►

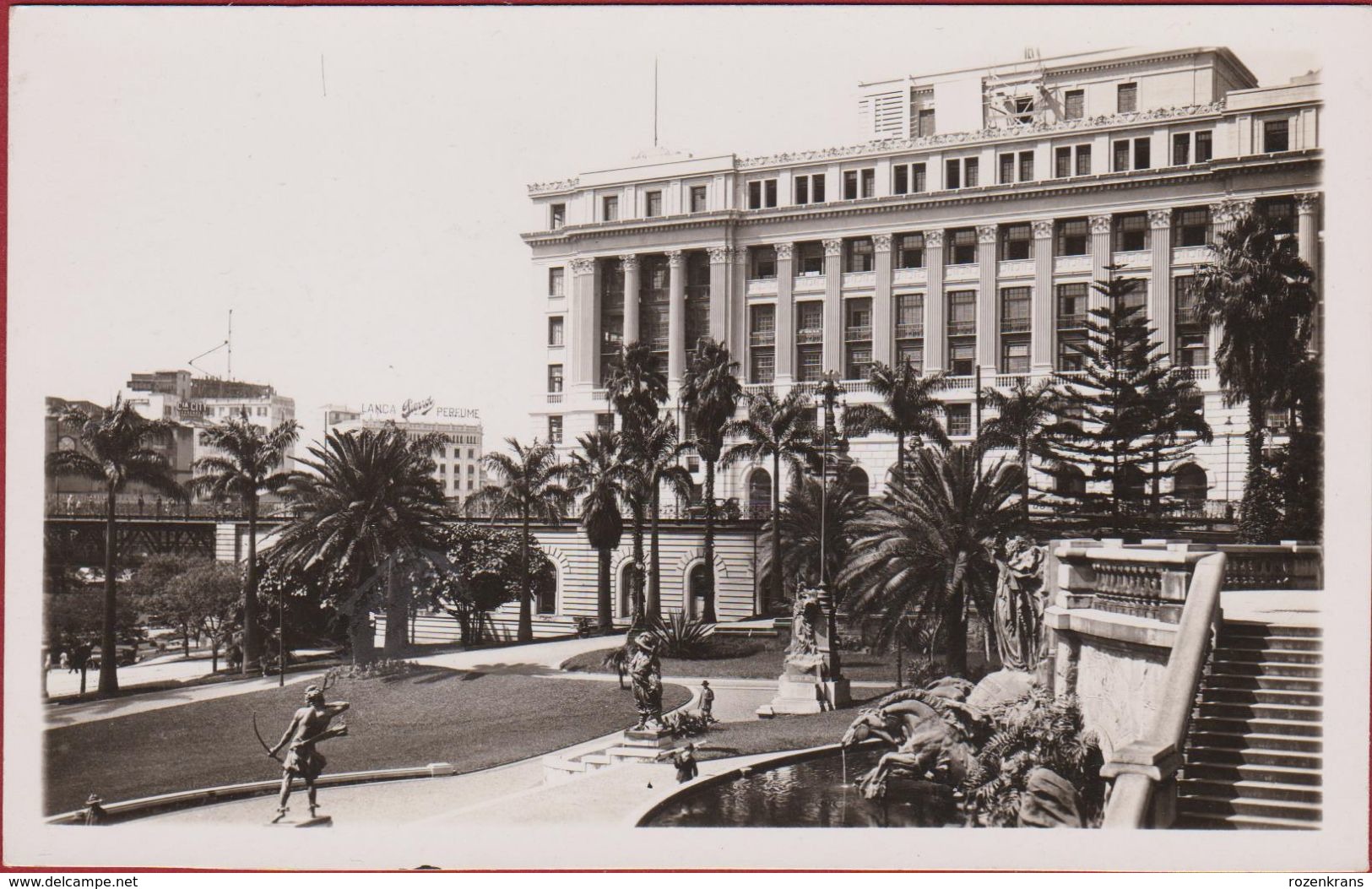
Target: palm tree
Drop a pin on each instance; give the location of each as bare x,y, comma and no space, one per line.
247,468
656,454
779,430
800,526
116,453
531,491
1262,294
929,546
910,410
369,498
599,474
1024,421
709,397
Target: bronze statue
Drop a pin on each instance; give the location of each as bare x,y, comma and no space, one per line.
309,726
647,675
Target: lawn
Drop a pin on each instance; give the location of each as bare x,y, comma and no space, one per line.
746,659
469,719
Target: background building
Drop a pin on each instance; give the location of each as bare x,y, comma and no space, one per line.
963,236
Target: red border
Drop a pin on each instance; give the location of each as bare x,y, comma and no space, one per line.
4,368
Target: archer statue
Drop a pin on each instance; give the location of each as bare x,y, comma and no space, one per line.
309,726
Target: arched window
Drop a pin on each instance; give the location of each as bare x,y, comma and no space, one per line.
1069,480
759,494
858,482
1189,483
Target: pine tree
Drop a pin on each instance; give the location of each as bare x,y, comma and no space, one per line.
1130,416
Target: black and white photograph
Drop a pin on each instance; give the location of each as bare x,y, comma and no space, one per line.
687,438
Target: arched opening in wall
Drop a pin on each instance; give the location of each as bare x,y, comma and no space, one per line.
697,585
1189,485
759,494
858,482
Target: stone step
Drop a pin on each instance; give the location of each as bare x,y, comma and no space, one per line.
1244,756
1255,680
1264,669
1214,821
1255,741
1269,643
1211,770
1261,696
1286,713
1258,726
1250,790
1258,808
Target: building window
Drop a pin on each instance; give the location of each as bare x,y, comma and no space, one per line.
1142,154
1016,241
1205,147
1277,136
762,263
959,420
963,246
1014,311
925,122
1131,230
1073,237
1191,226
858,254
1073,105
910,252
1126,98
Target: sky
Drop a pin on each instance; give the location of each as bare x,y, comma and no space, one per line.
351,182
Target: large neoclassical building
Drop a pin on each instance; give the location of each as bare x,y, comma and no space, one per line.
961,234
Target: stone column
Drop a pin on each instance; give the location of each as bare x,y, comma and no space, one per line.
585,333
785,349
719,263
675,317
988,329
882,329
1102,254
1159,285
833,355
936,311
630,263
1044,323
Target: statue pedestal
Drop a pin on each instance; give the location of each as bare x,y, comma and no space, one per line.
805,695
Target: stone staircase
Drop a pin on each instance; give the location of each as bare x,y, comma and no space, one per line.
1255,753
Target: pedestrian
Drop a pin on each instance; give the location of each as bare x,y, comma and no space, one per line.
685,763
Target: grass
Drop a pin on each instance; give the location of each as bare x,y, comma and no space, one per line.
469,719
746,659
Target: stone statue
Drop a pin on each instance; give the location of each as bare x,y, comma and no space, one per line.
647,676
1020,601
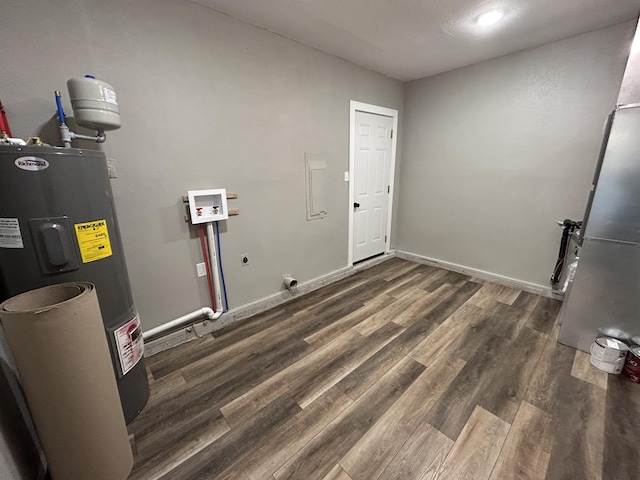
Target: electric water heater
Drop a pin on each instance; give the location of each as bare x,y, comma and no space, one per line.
58,224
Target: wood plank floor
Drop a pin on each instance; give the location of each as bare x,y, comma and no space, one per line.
402,371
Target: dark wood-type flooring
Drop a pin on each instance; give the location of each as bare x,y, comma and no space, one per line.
402,371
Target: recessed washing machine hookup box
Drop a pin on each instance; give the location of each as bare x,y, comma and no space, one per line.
208,205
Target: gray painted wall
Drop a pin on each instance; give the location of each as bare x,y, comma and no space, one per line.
206,102
495,153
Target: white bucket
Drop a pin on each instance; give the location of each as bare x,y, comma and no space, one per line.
608,354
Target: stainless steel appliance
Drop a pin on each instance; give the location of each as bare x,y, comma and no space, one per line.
605,295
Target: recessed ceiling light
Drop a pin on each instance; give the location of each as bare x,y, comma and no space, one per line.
491,17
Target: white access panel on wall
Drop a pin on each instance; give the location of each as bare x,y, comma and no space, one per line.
208,205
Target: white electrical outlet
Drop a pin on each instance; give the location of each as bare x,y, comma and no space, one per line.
202,269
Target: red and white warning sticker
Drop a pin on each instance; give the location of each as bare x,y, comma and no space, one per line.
130,344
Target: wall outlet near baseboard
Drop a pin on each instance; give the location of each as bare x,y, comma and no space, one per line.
202,269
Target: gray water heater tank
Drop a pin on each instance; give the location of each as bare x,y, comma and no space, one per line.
58,224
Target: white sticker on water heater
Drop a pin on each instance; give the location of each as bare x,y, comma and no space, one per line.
10,235
110,96
130,344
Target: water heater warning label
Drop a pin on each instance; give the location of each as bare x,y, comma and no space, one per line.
93,240
10,235
130,344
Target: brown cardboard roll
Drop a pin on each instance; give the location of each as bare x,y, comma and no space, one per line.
56,336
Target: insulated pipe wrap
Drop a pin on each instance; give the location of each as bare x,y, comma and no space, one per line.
57,338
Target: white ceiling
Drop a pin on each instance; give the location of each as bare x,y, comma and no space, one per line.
410,39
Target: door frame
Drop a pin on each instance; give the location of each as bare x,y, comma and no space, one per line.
377,110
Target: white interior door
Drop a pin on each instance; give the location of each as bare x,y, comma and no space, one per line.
371,177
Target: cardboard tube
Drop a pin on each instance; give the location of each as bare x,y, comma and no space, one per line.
57,338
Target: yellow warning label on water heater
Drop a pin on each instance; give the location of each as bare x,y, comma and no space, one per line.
93,240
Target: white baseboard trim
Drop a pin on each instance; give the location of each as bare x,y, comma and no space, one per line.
234,315
491,277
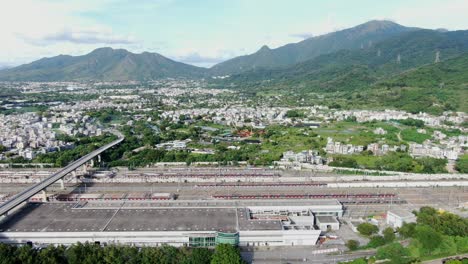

◄

Task instructions: Count the lines of the material above that contain the string "gray", and reply with only that number.

Expected answer: 2